##### The records #####
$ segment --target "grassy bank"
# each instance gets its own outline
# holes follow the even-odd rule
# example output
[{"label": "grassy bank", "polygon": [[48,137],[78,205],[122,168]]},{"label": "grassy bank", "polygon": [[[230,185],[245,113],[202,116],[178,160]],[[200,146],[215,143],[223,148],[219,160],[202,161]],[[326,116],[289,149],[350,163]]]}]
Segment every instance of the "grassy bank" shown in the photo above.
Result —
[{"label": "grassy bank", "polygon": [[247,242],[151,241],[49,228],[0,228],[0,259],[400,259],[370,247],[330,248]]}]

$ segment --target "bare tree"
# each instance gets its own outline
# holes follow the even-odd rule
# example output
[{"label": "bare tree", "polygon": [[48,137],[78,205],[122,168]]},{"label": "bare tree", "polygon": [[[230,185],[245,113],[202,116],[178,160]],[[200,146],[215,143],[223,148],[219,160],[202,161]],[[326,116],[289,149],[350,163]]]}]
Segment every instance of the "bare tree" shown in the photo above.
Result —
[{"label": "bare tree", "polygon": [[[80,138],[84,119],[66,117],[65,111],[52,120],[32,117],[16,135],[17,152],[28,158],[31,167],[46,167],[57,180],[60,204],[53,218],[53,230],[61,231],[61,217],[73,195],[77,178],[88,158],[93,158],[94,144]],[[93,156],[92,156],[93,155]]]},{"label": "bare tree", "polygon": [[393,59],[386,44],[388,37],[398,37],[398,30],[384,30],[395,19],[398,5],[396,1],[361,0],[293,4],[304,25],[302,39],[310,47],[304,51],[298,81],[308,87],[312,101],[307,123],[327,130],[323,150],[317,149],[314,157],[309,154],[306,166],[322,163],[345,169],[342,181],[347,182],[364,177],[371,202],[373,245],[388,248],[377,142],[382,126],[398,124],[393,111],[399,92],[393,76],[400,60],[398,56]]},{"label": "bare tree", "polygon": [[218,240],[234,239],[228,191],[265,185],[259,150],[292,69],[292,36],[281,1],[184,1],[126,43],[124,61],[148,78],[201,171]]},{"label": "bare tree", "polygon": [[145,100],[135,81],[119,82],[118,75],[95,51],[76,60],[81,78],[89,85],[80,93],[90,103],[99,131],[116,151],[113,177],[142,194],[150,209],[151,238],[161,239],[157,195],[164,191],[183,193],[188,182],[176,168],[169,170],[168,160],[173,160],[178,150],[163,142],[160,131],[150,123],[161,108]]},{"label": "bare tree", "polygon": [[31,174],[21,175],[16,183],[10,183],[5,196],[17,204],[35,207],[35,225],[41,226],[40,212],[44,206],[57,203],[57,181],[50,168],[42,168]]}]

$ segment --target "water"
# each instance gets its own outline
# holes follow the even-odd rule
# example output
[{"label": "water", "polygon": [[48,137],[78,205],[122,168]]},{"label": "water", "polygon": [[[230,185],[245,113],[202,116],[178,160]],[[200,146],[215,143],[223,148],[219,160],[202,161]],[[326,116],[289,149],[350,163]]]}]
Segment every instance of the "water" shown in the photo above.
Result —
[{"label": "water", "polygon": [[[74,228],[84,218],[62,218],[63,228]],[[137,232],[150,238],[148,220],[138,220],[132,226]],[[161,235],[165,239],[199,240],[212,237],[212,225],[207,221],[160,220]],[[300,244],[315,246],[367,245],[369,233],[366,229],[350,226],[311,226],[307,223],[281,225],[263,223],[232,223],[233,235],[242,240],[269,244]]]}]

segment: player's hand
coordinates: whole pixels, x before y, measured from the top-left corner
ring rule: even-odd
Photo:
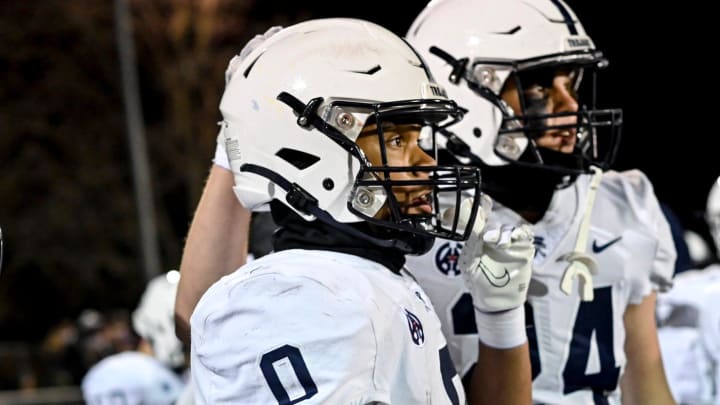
#####
Please transcribe every entry above exactly, leaving out any pictures.

Task response:
$ segment --target "grassy bank"
# each instance gets its own outline
# holes follow the even-odd rule
# example output
[{"label": "grassy bank", "polygon": [[48,137],[78,205],[122,168]]},{"label": "grassy bank", "polygon": [[[230,185],[245,113],[202,116],[178,160]],[[200,146],[215,143],[223,148],[219,160],[202,161]],[[326,116],[289,149],[350,163]]]}]
Segment every instance of the "grassy bank" shown in the photo above.
Result —
[{"label": "grassy bank", "polygon": [[247,242],[151,241],[49,228],[0,228],[0,259],[400,259],[370,247],[330,248]]}]

$ segment --target "bare tree"
# each instance gets its own outline
# holes follow the even-odd rule
# example output
[{"label": "bare tree", "polygon": [[48,137],[78,205],[122,168]]},{"label": "bare tree", "polygon": [[[230,185],[245,113],[202,116],[178,160]],[[200,146],[215,143],[223,148],[219,160],[202,161]],[[326,116],[289,149],[350,163]]]}]
Segment every instance of the "bare tree" shown in the photo above.
Result —
[{"label": "bare tree", "polygon": [[[80,138],[84,119],[66,117],[65,111],[52,120],[32,117],[16,135],[17,152],[28,158],[31,167],[46,167],[57,180],[60,204],[53,218],[53,230],[61,231],[61,217],[73,195],[77,178],[88,158],[93,158],[94,144]],[[93,156],[92,156],[93,155]]]},{"label": "bare tree", "polygon": [[393,59],[386,44],[388,37],[398,37],[398,30],[384,30],[395,19],[398,5],[396,1],[361,0],[293,4],[304,25],[302,39],[310,47],[304,51],[298,81],[308,87],[312,101],[307,123],[327,130],[323,150],[317,149],[314,157],[309,154],[306,166],[322,163],[345,169],[342,181],[347,182],[364,177],[371,202],[373,245],[388,248],[377,142],[382,126],[398,124],[393,111],[399,92],[393,76],[400,60],[398,56]]},{"label": "bare tree", "polygon": [[218,240],[234,239],[228,191],[265,185],[259,150],[292,69],[292,36],[281,1],[184,1],[126,43],[124,61],[148,78],[201,171]]},{"label": "bare tree", "polygon": [[145,100],[135,81],[119,82],[118,75],[95,51],[76,60],[81,78],[89,85],[80,93],[90,103],[99,131],[116,151],[113,177],[142,194],[150,209],[151,238],[161,239],[157,195],[164,191],[183,193],[188,182],[176,168],[169,170],[168,160],[173,160],[178,150],[163,142],[160,131],[150,123],[161,108]]},{"label": "bare tree", "polygon": [[31,174],[21,175],[16,183],[10,183],[5,196],[17,204],[35,207],[35,225],[41,226],[40,212],[44,206],[57,203],[57,181],[50,168],[42,168]]}]

$ segment --target "water"
# each instance gets its own outline
# holes follow the even-odd rule
# example output
[{"label": "water", "polygon": [[48,137],[78,205],[122,168]]},{"label": "water", "polygon": [[[230,185],[245,113],[202,116],[178,160]],[[200,146],[215,143],[223,148],[219,160],[202,161]],[[326,116],[289,149],[350,163]]]}]
Segment every instance of the "water" shown in the photo above.
Result —
[{"label": "water", "polygon": [[[74,228],[84,218],[62,218],[63,228]],[[137,232],[150,238],[148,220],[138,220],[132,226]],[[161,235],[165,239],[199,240],[212,237],[212,225],[207,221],[160,220]],[[300,244],[315,246],[367,245],[369,233],[366,229],[350,226],[311,226],[307,223],[281,225],[263,223],[232,223],[233,235],[242,240],[269,244]]]}]

segment: player's hand
coordinates: whole pixels, x before y, measured from the top-left corner
ring rule: even-odd
Photo:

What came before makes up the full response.